-- WHAT IS ASKED --
Rewrite the entries below so that "coordinates" becomes "position" wherever it occurs, changing nothing else.

-- Begin --

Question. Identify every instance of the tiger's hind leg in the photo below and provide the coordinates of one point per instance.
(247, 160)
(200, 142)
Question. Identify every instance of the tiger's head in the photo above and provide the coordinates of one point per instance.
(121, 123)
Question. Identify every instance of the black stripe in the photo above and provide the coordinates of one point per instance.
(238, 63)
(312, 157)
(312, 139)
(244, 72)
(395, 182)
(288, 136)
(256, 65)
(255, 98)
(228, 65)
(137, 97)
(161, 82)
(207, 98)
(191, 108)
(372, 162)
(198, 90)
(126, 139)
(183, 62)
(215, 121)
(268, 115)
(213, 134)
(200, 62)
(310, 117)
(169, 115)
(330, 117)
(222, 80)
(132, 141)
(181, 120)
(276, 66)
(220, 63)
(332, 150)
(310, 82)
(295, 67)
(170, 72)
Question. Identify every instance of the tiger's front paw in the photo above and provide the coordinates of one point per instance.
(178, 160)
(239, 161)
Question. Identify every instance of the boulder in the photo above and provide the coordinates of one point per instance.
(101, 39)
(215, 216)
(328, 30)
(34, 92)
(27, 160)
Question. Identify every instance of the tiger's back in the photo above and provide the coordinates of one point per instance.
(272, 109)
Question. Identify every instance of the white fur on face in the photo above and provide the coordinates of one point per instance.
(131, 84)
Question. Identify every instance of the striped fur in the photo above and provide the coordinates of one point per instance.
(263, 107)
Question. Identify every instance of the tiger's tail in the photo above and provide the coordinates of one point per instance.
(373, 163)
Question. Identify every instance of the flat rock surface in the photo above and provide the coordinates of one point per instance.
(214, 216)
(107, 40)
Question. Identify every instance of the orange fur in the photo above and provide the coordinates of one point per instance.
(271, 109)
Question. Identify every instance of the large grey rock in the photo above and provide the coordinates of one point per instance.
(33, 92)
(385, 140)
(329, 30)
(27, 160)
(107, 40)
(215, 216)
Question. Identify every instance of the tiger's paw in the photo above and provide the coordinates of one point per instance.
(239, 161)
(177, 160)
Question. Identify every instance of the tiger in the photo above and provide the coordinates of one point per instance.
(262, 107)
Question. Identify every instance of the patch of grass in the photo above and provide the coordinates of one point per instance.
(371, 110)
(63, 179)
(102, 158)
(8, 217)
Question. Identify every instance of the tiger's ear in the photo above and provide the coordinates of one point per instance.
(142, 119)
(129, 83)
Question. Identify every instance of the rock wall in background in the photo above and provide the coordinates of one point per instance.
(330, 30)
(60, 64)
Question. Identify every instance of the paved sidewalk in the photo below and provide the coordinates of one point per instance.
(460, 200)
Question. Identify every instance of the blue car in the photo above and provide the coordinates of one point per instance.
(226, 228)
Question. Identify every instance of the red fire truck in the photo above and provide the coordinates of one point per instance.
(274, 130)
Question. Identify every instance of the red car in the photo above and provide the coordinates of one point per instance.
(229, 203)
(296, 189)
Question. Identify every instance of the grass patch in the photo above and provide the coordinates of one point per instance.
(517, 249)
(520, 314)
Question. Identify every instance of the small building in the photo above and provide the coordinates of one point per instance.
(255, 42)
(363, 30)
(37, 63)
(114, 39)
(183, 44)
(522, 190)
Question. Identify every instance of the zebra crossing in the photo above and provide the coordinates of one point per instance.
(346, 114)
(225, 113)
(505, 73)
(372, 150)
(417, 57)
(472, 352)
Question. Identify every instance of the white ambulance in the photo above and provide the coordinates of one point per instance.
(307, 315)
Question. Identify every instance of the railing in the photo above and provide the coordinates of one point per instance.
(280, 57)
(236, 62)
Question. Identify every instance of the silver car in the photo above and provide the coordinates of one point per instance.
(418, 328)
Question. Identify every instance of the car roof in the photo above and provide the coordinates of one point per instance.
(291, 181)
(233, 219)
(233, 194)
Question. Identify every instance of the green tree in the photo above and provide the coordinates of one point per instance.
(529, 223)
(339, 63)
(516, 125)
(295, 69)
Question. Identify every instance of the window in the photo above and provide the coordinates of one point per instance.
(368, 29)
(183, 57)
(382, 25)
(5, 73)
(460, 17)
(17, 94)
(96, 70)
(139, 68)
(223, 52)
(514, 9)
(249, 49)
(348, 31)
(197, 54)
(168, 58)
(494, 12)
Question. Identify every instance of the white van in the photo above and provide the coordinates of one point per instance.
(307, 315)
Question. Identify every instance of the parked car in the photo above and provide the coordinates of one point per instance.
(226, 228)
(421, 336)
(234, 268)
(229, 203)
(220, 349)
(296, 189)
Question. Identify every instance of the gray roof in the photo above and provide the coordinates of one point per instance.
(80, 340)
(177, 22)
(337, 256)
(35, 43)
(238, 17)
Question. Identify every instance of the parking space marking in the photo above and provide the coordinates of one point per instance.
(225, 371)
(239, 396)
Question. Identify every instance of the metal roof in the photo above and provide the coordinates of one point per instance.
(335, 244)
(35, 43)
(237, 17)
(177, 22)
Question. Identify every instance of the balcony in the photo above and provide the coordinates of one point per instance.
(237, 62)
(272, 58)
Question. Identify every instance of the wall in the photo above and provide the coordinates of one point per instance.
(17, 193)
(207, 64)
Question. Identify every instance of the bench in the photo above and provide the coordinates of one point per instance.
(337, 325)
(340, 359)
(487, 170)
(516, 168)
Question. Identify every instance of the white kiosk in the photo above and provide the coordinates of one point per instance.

-- End --

-- FINISHED EXERCISE --
Question. Identify every instance of the tiger's hind leg in the photo below and provide the position of one point per instance.
(247, 160)
(200, 142)
Question. Identify every instance of the tiger's head in the photo above and provide the position of one point per instance.
(121, 123)
Question. Identify every instance of the black stripe in the photo above and provide the position of one point per instance.
(238, 63)
(312, 157)
(312, 139)
(244, 72)
(395, 182)
(288, 136)
(256, 65)
(255, 98)
(228, 65)
(137, 97)
(161, 82)
(207, 98)
(191, 108)
(372, 162)
(198, 90)
(126, 139)
(183, 62)
(215, 121)
(268, 115)
(213, 134)
(200, 62)
(310, 117)
(169, 115)
(330, 117)
(222, 80)
(132, 141)
(181, 120)
(276, 66)
(220, 63)
(332, 150)
(310, 82)
(295, 67)
(170, 72)
Question. Identify every instance of the tiger's front paw in the photo above and provide the position of one point per instance.
(178, 160)
(239, 161)
Question. Identify every instance of the boulder in the photo above and provide the position of one point per instance.
(101, 39)
(215, 216)
(328, 30)
(34, 92)
(27, 160)
Question. Identify every instance of the tiger's back in the photo above and provide the position of one point per instance.
(272, 109)
Question. Identify every instance of the white fur on face in the photo above and provide the position of one point per instance.
(131, 84)
Question. Identify every instance of the striped fur in the photo above and provide the position of one point per instance.
(263, 107)
Question. Identify every instance of the tiger's tail in the photo above and provide the position of one point per instance.
(373, 163)
Question. Identify every instance of the flat rock surface in the photo above and provide the position of one point per instance.
(214, 216)
(107, 40)
Question. Identify every instance of the orange fur in the photo above and provide the position of one point per instance.
(271, 109)
Question. Identify every instance of the large grey rock in the photo above and provide the position of one point per instance.
(33, 92)
(385, 140)
(329, 30)
(27, 160)
(107, 40)
(215, 216)
Question. Identify every instance of the tiger's paw in the photo above and provide the position of one point per instance.
(239, 161)
(177, 160)
Question. Identify every instance of the tiger in the photo above and provide the position of one point per instance.
(262, 107)
Question. Identify every instance of the patch of grass in the photo above and provide the position of one point per instance.
(371, 110)
(63, 179)
(102, 158)
(8, 217)
Question. Identify every instance of the tiger's ear in the photo above and provide the position of one point per instance.
(142, 119)
(129, 83)
Question. Identify every instance of the rock wall in background in the photo above and provide the position of one point per instance.
(330, 30)
(60, 64)
Question. Identify every instance of the paved sidewalk in the photo below and provide the position of one point per instance.
(460, 200)
Question. Identify every instance of the blue car in the photo above and provide the position of one point per instance.
(226, 228)
Question. Identify every instance of the red fire truck in the photo above and provide the position of one point per instance.
(274, 130)
Question. Identify every instance of the red car in the photo above and provide the position of one point per instance.
(229, 203)
(296, 189)
Question. Identify every instance of the grass patch in the photo above and provide the position of one point per instance.
(517, 249)
(520, 314)
Question. Identify every instance of the small building in the photo above and provide the position of one point per instance.
(255, 42)
(363, 30)
(37, 63)
(114, 39)
(183, 44)
(522, 190)
Question. Identify every instance of the zebra crossing in the photo above and provide the position of one point per instance.
(346, 114)
(225, 113)
(505, 73)
(372, 150)
(417, 57)
(472, 352)
Question. Identify every instance of the white ambulance in the photo above and provide the position of one point per instance.
(307, 315)
Question. Identify every instance of the railing in the photo above and provide the position of one point per instance.
(280, 57)
(236, 62)
Question. Identify every instance of the silver car in the photo above and provide the position of one point per instance.
(418, 328)
Question. Identify every instance of the car roof in the photo above and provide the position of one point per instance.
(291, 181)
(233, 219)
(233, 194)
Question. Identify every instance of the green tree in the photo above and provide the position of one point per instance.
(529, 223)
(339, 63)
(516, 125)
(295, 69)
Question. Identify every instance of the window in the photo above and provide the position of one point per instance.
(368, 29)
(183, 57)
(382, 25)
(5, 73)
(460, 17)
(17, 94)
(96, 70)
(139, 68)
(223, 52)
(514, 9)
(249, 49)
(348, 31)
(197, 54)
(168, 58)
(494, 12)
Question. Identify every instance of the white van in the photo above and provide the position of one point per instance.
(307, 315)
Question. Identify every instance of the parked car in the photo above and provide the position of one point per instance.
(226, 228)
(421, 336)
(234, 268)
(229, 203)
(220, 349)
(296, 189)
Question. Identify every instance of the gray roof in the photo above and provide the position of one point per instance.
(80, 340)
(177, 22)
(337, 256)
(35, 43)
(238, 17)
Question. Identify every instance of the parking space marking in the photo above and provide the position of one point per instance.
(225, 371)
(239, 396)
Question. Identify every instance of the metal roof in the photo above and provide the position of one point per instance.
(335, 244)
(35, 43)
(237, 17)
(177, 22)
Question. Identify every instance of the balcony in the photo above and provide the position of one point per instance.
(237, 62)
(272, 58)
Question. Identify every instance of the wall in the photo above and provide the position of one point per instance.
(17, 193)
(207, 64)
Question. Identify every instance of the bench in the photo above and provide the position of one point per instance.
(337, 325)
(340, 359)
(487, 170)
(516, 168)
Question. Identify every instance of the white kiosk in the photo above and provide the position of one point per instance.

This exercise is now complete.